-- START OF Listed entries --

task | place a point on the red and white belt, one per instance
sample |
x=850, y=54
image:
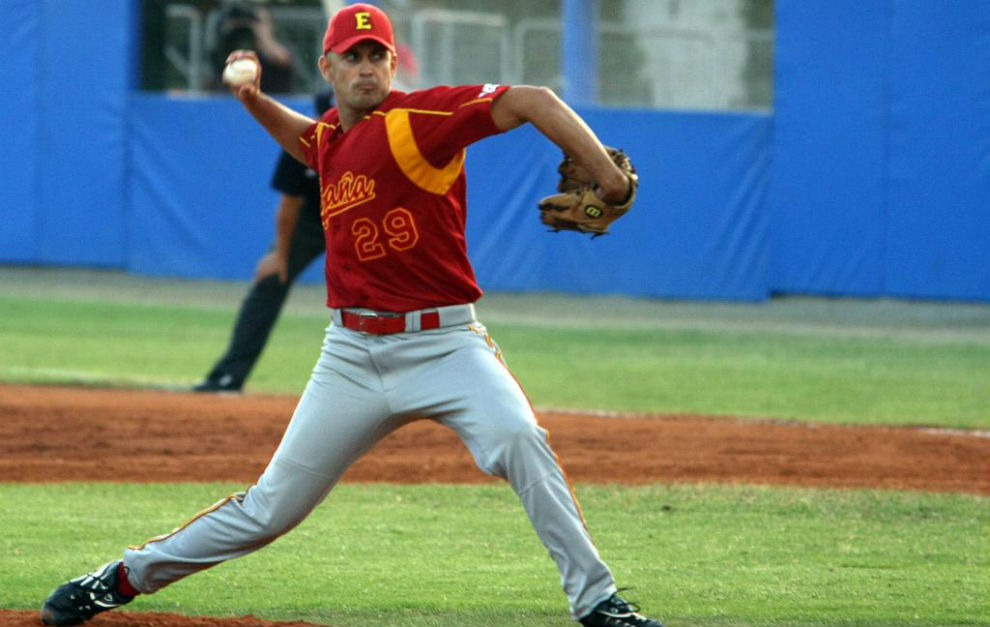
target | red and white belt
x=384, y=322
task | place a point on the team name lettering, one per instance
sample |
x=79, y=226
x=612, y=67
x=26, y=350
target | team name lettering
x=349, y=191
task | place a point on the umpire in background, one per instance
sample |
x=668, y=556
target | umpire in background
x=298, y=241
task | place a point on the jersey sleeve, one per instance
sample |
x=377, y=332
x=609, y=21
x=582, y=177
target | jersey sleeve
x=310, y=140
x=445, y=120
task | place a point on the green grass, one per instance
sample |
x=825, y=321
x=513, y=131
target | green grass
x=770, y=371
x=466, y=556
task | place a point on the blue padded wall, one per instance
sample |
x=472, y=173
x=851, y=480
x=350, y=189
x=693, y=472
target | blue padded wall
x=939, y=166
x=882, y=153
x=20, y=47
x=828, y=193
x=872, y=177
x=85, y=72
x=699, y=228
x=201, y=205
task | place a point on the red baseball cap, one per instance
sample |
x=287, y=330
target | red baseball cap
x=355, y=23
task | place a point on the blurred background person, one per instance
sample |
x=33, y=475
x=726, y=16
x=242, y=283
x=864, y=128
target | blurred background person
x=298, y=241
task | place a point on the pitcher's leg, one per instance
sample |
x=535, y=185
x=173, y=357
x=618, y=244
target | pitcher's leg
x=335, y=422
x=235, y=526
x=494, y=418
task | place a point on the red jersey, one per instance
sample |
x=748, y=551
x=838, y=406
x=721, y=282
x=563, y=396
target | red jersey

-- END OF Listed entries --
-- START OF Listed entries --

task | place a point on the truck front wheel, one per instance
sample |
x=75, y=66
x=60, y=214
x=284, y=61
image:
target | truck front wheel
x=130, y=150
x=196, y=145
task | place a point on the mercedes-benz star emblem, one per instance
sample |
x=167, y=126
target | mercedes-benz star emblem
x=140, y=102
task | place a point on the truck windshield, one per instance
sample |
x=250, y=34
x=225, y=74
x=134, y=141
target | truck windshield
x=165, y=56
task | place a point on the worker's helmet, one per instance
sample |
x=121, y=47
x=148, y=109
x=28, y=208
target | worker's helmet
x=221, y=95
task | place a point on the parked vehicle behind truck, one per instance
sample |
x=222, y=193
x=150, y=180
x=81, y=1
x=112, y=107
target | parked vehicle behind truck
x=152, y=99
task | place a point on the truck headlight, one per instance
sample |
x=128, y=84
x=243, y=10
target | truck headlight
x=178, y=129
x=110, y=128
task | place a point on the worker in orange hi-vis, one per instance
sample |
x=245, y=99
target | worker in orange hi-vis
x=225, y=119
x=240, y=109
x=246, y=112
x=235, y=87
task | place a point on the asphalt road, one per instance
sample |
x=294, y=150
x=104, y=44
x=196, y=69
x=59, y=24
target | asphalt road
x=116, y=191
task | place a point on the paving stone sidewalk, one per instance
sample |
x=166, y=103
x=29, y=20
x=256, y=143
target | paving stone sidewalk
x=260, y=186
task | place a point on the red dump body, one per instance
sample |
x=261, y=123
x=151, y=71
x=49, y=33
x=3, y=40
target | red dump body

-- END OF Listed entries --
-- START OF Listed entries --

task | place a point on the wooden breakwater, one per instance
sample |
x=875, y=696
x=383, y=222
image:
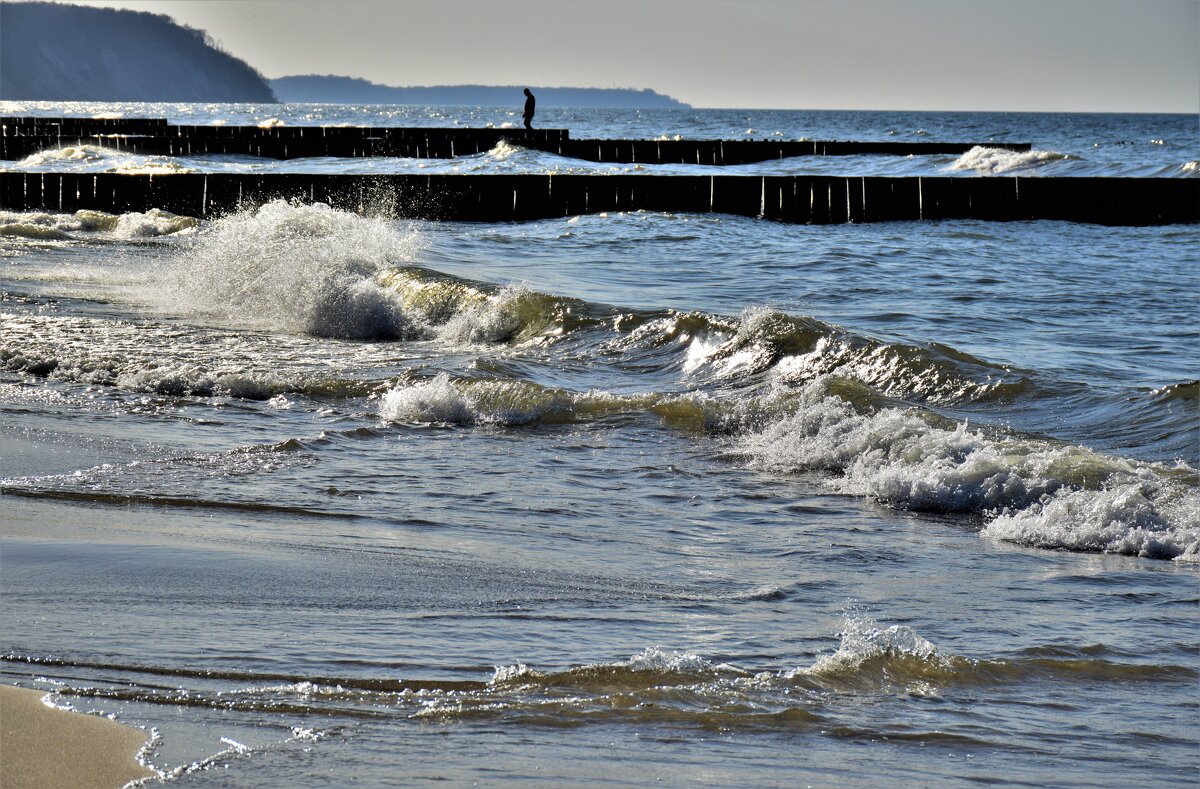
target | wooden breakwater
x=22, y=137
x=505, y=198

-- END OF Listed entries --

Task requirements: In the part of the records that opens with the line containing "task | place a point on the parked" and closes with the line containing "x=110, y=128", replace "headlight" with "headlamp" and write out those lines with nothing else altered.

Complete output:
task | place a point on the parked vehicle behind truck, one per instance
sample |
x=222, y=193
x=150, y=180
x=81, y=1
x=112, y=107
target | parked vehicle behind truck
x=152, y=99
task | place a point on the truck headlamp, one per instance
sample |
x=128, y=84
x=243, y=10
target | truck headlamp
x=178, y=129
x=110, y=128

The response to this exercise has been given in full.